— TEXT SEGMENT —

Damage to proppant packs is known to negatively impact well productivity. The damage is often the result of inadequate degradation of the polymers used to viscosify fracturing fluids. Gel breakers are used to degrade the polymer by cleaving the macro-molecule into smaller fragments, ideally to a size which can easily be produced during load recovery. Fluid viscosity reduction is commonly used to gauge polymer degradation. However, although viscosity reduction indicates polymer degradation, it is misleading to conclude that this reduced viscosity equates to improved fracture conductivity. Polymer fragments which are desolublized from the gelled fluid no longer contribute to fluid viscosity but do, unfortunately contribute significantly to proppant pack damage.
Several new breaker technologies have been introduced in efforts to improve polymer degradation, and hence, improve fracture conductivity and ultimately well productivity. Many production case histories have been offered as evidence of the utility of the new technologies to improve well productivity. However, the facility to quantitatively determine the polymer degrading efficiency of the breakers has heretofore been lacking. Laboratory procedures, both wet chemical and instrumental, have recently been developed to address characterization of the relative degrading efficiency of the various breakers and breaking mechanisms. The analysis of the combined data provide both a qualitative size distribution, as well as a quantitative profile of the polymer fragments. Extensive studies were conducted employing the new procedures to compare the degrading efficiency of various oxidative and enzymatic breakers, Detailed analysis of the results are provided.

— MATERIAL PROVIDED —
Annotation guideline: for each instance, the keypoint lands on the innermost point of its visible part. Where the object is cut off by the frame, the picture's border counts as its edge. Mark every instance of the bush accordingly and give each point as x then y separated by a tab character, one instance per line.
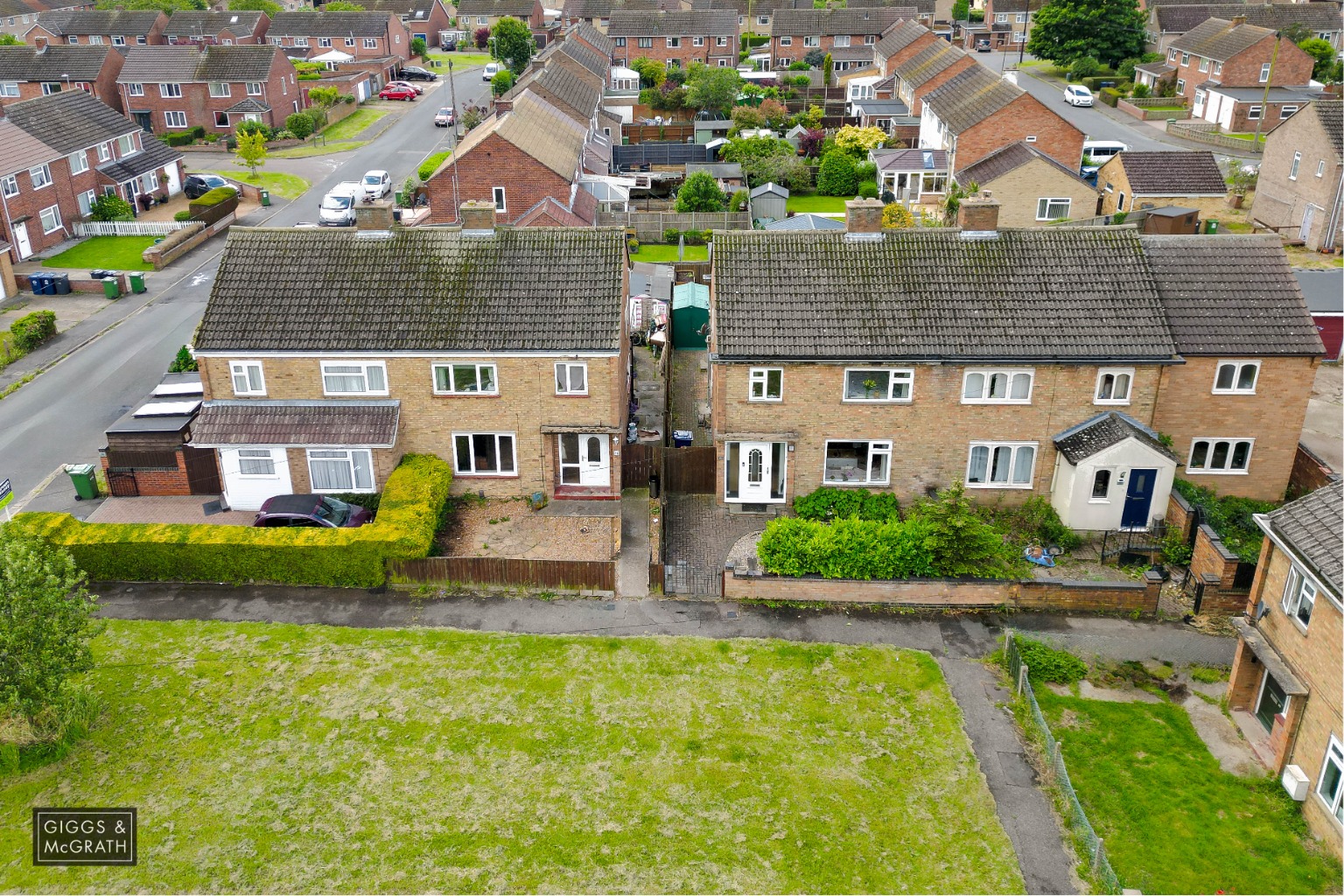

— PROBLEM SET —
1) From the gel breaker text above, output the passage verbatim, starting at the words "Damage to proppant" and ending after the words "proppant pack damage.".
2) In the gel breaker text, what is commonly used to gauge polymer degradation?

— RESPONSES IN ORDER —
1)
Damage to proppant packs is known to negatively impact well productivity. The damage is often the result of inadequate degradation of the polymers used to viscosify fracturing fluids. Gel breakers are used to degrade the polymer by cleaving the macro-molecule into smaller fragments, ideally to a size which can easily be produced during load recovery. Fluid viscosity reduction is commonly used to gauge polymer degradation. However, although viscosity reduction indicates polymer degradation, it is misleading to conclude that this reduced viscosity equates to improved fracture conductivity. Polymer fragments which are desolublized from the gelled fluid no longer contribute to fluid viscosity but do, unfortunately contribute significantly to proppant pack damage.

2) Fluid viscosity reduction.